> [Work instruction] Copy out exactly the lines beginning with the one that contains "# place one dot on each instance of the orange" and ending at the last line of the listing, skipping any pictures.

> [Available data]
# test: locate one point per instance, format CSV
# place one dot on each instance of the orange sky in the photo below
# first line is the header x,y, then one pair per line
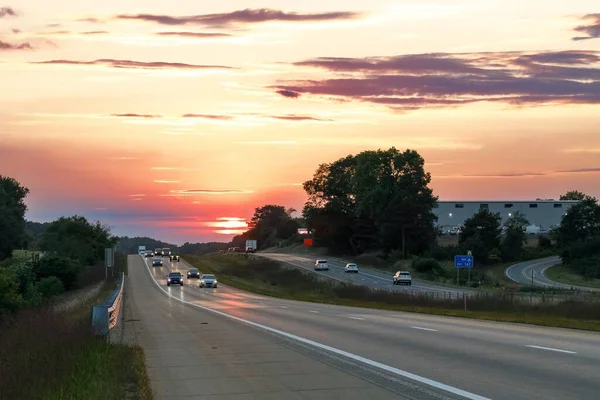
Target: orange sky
x,y
177,120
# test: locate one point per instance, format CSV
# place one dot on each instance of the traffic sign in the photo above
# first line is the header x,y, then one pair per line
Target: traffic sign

> [Exercise solution]
# place one dot on each instance of the orange sky in the photo below
# first line is the header x,y, then one pair per line
Target: orange sky
x,y
177,120
# test: locate one point per instance, format CSV
# place one dot on each instance of the traffic sign in the photo above
# first line is the header x,y, then one pair per line
Target: traffic sign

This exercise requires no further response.